== RECORDED DATA ==
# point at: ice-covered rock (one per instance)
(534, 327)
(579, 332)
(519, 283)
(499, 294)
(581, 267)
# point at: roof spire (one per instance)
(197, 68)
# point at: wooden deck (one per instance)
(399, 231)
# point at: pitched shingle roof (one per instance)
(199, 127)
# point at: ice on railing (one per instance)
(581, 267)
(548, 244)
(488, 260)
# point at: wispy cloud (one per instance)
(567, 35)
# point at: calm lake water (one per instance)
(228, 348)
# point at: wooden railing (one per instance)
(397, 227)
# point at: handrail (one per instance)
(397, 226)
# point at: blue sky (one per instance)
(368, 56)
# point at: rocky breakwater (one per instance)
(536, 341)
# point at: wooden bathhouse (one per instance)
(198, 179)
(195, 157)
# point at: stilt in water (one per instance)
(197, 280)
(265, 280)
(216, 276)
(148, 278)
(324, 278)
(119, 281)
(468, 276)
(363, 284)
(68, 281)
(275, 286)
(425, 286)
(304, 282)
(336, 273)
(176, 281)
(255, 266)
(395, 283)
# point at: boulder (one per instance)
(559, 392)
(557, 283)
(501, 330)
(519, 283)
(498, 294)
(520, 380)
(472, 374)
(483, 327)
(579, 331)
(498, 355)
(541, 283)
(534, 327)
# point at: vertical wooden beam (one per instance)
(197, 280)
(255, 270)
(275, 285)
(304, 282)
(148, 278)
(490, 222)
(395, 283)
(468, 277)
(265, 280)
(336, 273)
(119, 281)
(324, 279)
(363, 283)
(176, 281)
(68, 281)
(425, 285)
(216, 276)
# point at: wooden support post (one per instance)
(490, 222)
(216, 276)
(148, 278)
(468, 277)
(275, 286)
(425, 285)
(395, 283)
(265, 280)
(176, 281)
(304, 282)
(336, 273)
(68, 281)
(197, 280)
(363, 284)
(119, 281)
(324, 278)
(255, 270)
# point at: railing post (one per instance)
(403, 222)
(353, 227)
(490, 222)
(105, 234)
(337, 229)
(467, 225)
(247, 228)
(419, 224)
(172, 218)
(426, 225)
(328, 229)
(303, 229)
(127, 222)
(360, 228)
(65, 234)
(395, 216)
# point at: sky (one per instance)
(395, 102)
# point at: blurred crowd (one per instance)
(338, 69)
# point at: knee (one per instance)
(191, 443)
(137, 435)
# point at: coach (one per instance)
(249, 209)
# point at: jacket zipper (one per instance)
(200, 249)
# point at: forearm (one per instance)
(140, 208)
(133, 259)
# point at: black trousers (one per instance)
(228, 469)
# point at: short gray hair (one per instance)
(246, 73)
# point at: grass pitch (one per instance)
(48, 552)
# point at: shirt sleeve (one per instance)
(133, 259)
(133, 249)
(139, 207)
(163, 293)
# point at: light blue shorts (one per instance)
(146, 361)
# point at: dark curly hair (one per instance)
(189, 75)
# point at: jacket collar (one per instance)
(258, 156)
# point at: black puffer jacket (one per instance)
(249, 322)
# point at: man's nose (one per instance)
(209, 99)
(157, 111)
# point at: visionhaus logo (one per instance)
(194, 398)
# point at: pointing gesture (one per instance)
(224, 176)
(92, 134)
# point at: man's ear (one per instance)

== TASK INSTRUCTIONS ==
Would you retype the listing above in full, exactly as it reads?

== EXERCISE SOLUTION ==
# point at: ice-covered rock (one per instance)
(534, 327)
(579, 332)
(519, 283)
(499, 294)
(581, 267)
# point at: roof spire (one per instance)
(197, 68)
# point at: wooden deck (one per instance)
(399, 231)
# point at: pitched shingle roof (one per instance)
(199, 127)
# point at: ice on railing (one per instance)
(581, 267)
(548, 244)
(488, 260)
# point at: wispy cloud (one per instance)
(567, 35)
# point at: calm lake water (one per instance)
(228, 348)
# point at: wooden railing (one per instance)
(397, 227)
# point at: handrail (one per instance)
(397, 226)
# point at: blue sky (one per instance)
(368, 56)
# point at: rocky breakwater (one per instance)
(536, 341)
# point at: wooden bathhouse (one per instance)
(198, 179)
(195, 157)
# point at: stilt in water (one per instance)
(197, 280)
(265, 280)
(216, 276)
(148, 278)
(324, 278)
(119, 281)
(468, 276)
(363, 284)
(68, 281)
(275, 286)
(425, 286)
(304, 282)
(336, 273)
(176, 281)
(255, 266)
(395, 283)
# point at: boulder (one per instance)
(559, 392)
(557, 283)
(501, 330)
(519, 283)
(498, 294)
(520, 380)
(472, 374)
(483, 327)
(579, 331)
(498, 355)
(541, 283)
(534, 327)
# point at: vertical wooden beam (one per instance)
(197, 280)
(255, 270)
(275, 285)
(304, 282)
(148, 278)
(490, 222)
(395, 283)
(468, 277)
(265, 280)
(336, 273)
(119, 281)
(324, 279)
(363, 283)
(176, 281)
(68, 281)
(425, 285)
(216, 276)
# point at: wooden support post (one per instance)
(490, 222)
(216, 276)
(148, 278)
(468, 277)
(275, 286)
(425, 285)
(395, 283)
(265, 280)
(176, 281)
(304, 282)
(336, 273)
(68, 281)
(197, 280)
(363, 284)
(119, 281)
(324, 278)
(255, 270)
# point at: railing post (one per instance)
(403, 222)
(353, 227)
(490, 222)
(105, 234)
(337, 229)
(467, 225)
(247, 228)
(419, 224)
(172, 218)
(426, 225)
(328, 229)
(303, 229)
(127, 222)
(360, 228)
(65, 234)
(395, 216)
# point at: sky (one per instance)
(395, 102)
# point at: blurred crowd (one per instance)
(338, 69)
# point at: knee (one per instance)
(191, 443)
(137, 435)
# point at: coach (one per instance)
(249, 209)
# point at: jacket zipper (one per instance)
(200, 249)
# point at: forearm (one per instance)
(140, 208)
(133, 259)
# point at: black trousers (one per instance)
(228, 469)
# point at: short gray hair (one per instance)
(246, 73)
# point at: grass pitch (one per instance)
(48, 552)
# point at: shirt sleeve (one per instance)
(133, 259)
(133, 249)
(139, 207)
(163, 293)
# point at: light blue shorts (one per instance)
(146, 361)
# point at: dark curly hair (one per instance)
(189, 75)
# point at: jacket collar (one per instance)
(258, 156)
# point at: black puffer jacket (one per instance)
(249, 322)
# point at: man's nose (one per instance)
(209, 99)
(157, 111)
# point at: visionhaus logo (one per instance)
(194, 398)
# point at: pointing gesture (one per instance)
(224, 176)
(92, 134)
# point at: man's ear (one per instance)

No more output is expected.